Text passage
════

Thread: Design question: Scalability and tens of thousands of tables?

Design question: Scalability and tens of thousands of tables?

From
"zackchandler"
Date:
Hi everybody.  Quick question:

I'm designing an application that will allow users to create custom objects
on the application level.  A custom object can have zero or more attributes.
Attributes can be one of 5-10 types (ex. String, Number, List, Date, Time,
Currency, etc...). This will allow users to track anything exactly as they
want.  My first thought on how to structure this is to make a custom table
in the db for each custom object.  The attributes would map to fields and
everything would work just dandy.

The problem is I am very concerned about scalability with having a different
table created for each custom object.  I want to design to site to handle
tens of thousands of users.  If each user has 3-5 custom objects the
database would have to handle tens of thousands of tables.

So it would appear that this is a broken solution and will not scale.  Has
anyone designed a similar system or have ideas to share?

Thanks,
Zack


Re: Design question: Scalability and tens of thousands of tables?

From
Michael Glaesemann
Date:
On Nov 4, 2005, at 2:58 , zackchandler wrote:

> The problem is I am very concerned about scalability with having a  
> different
> table created for each custom object.  I want to design to site to  
> handle
> tens of thousands of users.  If each user has 3-5 custom objects the
> database would have to handle tens of thousands of tables.
>
> So it would appear that this is a broken solution and will not  
> scale.  Has
> anyone designed a similar system or have ideas to share?

One resource you may want to look at is Joe Conway's site:
http://www.joeconway.com/

He has a PDF available for download that may help you accomplish this:
OSCON 2004 presentation: Flexible Data Acquisition and Analysis

Joe's an active member of the PostgreSQL community and there's a lot  
of good stuff there.

Hope this helps.

Michael Glaesemann
grzm myrealbox com





Re: Design question: Scalability and tens of thousands of tables?

From
James Robinson
Date:
On Nov 4, 2005, at 9:47 AM, pgsql-sql-owner@postgresql.org wrote:

> The problem is I am very concerned about scalability with having a  
> different
> table created for each custom object.  I want to design to site to  
> handle
> tens of thousands of users.  If each user has 3-5 custom objects the
> database would have to handle tens of thousands of tables.
>
> So it would appear that this is a broken solution and will not  
> scale.  Has
> anyone designed a similar system or have ideas to share?

════

[Dataset items about object locations]
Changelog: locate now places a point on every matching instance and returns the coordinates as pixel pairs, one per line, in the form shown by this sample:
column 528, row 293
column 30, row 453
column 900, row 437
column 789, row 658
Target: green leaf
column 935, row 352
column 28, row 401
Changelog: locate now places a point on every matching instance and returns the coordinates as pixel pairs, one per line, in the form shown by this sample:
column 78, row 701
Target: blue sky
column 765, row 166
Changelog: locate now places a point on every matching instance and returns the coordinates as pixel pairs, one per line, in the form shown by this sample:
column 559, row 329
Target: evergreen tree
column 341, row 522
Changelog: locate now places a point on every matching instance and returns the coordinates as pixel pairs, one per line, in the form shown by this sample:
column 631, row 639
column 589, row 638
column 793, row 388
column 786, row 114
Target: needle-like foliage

════

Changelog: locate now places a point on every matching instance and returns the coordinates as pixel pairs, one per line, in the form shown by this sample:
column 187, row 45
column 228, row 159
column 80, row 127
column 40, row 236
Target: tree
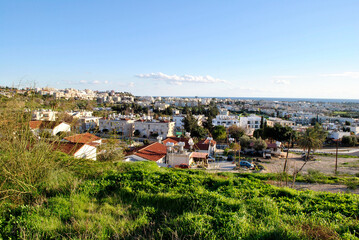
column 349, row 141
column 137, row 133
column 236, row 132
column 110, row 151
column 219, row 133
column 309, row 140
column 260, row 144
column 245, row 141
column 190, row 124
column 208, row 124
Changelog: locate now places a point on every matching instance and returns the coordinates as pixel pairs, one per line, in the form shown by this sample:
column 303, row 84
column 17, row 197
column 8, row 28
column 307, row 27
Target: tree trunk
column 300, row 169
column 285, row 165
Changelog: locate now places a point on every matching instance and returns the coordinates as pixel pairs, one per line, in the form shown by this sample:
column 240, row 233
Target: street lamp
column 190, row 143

════

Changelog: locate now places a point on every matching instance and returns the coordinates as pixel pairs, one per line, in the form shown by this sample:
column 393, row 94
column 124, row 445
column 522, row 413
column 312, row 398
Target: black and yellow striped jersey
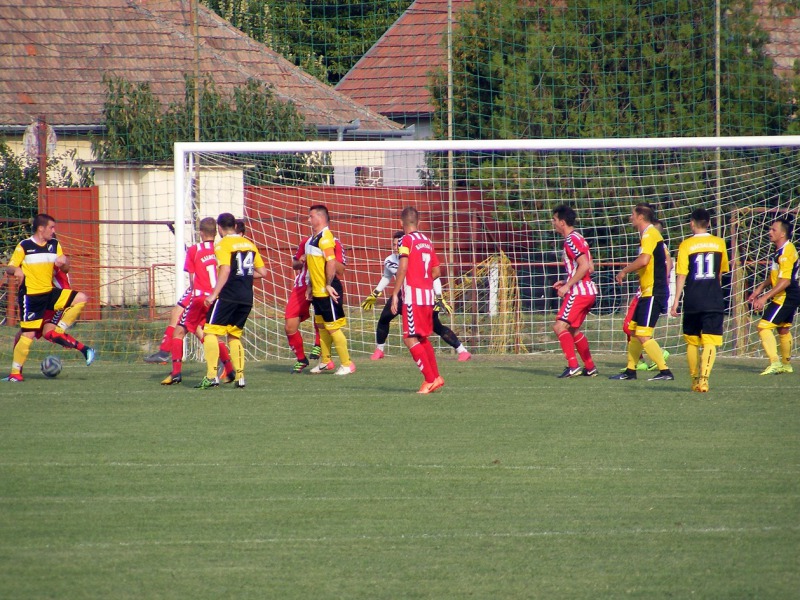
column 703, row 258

════

Direction 1
In the forum thread, how many custom objects might each user have?
Direction 2
Switch "users" to "customers" in the forum thread, and give the stretch from "I'm designing an" through "or more attributes." with that change.
None of the items are needed here.

Final answer 1
Each user might have 3-5 custom objects.

Final answer 2
I'm designing an application that will allow customers to create custom objects
on the application level.  A custom object can have zero or more attributes.